PASSAGE FOR REVIEW:
Young, physically active men may be at risk of developing an Adonis Complex because of an obsession with matching society’s idea of the perfect body. That is the conclusion of research presented today, at the Annual Conference of our Division of Health Psychology in Brighton, by Mike Eynon from the University of the West of Scotland. The Adonis Complex includes health problems related to body image, such as exercise dependence eating disorders and depression. It arises from a secret obsession with matching society’s picture of the ideal male body. To see who was at greater risk of the developing the Adonis Complex, he asked 218 men aged 16 to 67 (144 active, 74 inactive) to complete a variety of questionnaires and surveys. These covered social comparisons, internalization of societal messages, drive for muscularity.

Mike Eynon analysed the results and found that the more active men reported a higher drive for muscularity and were more likely to internalize societal messages about the ideal athletic body. He also found that younger men were significantly more likely to compare themselves against this ideal body image. Mike Eynon says. “These findings suggest it is young, physically active men who are most likely to take society’s picture of the ideal male body seriously and to compare themselves with that image. This means they are more susceptible to the Adonis Complex and its associated health problems.”

TASK LIST:
1. In the passage on Adonis Complex research, how many men completed the questionnaires, and what was their age range?
2. Extend the passage on Adonis Complex research, picking up after its final sentence.
The listing plays no role here.

SOURCE DATA:
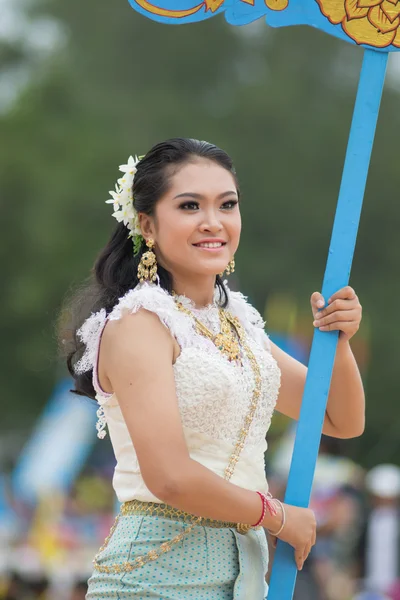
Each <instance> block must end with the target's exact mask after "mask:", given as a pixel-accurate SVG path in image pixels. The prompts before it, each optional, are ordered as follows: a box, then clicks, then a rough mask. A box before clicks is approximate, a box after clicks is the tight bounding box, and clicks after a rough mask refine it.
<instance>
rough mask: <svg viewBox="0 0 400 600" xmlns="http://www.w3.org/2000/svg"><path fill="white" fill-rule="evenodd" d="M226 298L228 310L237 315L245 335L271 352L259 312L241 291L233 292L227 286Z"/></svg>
mask: <svg viewBox="0 0 400 600" xmlns="http://www.w3.org/2000/svg"><path fill="white" fill-rule="evenodd" d="M225 286H226V284H225ZM228 298H229V302H228V307H227V308H228V310H230V311H231V313H232V314H233V315H234V316H235V317H238V319H239V321H240V322H241V324H242V326H243V327H244V329H245V331H246V333H247V335H249V336H250V337H251V338H252V339H254V340H256V341H257V342H258V343H259V344H260V345H261V346H262V347H263V348H264V349H265V350H267V351H268V352H271V351H272V347H271V341H270V339H269V337H268V335H267V332H266V331H265V321H264V319H263V318H262V316H261V314H260V312H259V311H258V310H257V309H256V308H255V307H254V306H253V305H252V304H251V303H250V302H249V301H248V297H247V296H245V295H244V294H242V292H239V291H237V292H234V291H232V290H230V289H229V288H228Z"/></svg>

RESULTS OF THE TASKS:
1. 218 men, aged 16 to 67.

2.
For men, such criticism is relatively new. Women have been bombarded for decades with images of impossibly perfect girls in magazines, films and on TV, and psychologists believe this exposure has contributed to the rise in eating disorders. Some experts now argue that the media is having a similar impact on men’s self-esteem.Steve Bloomfield of the Eating Disorders Association (Beat) says men account for about 10 per cent of the UK’s 90,000 anorexics and bulimics, and warns that their numbers are growing. ‘The causes are the same in men and women: trauma, depression and social pressures like the media. As concern with the body beautiful rises, so do male eating disorders. Our society is saturated with images of the people we ought to find attractive, and there is considerable pressure on adolescent boys to conform to these ideals,’ she adds.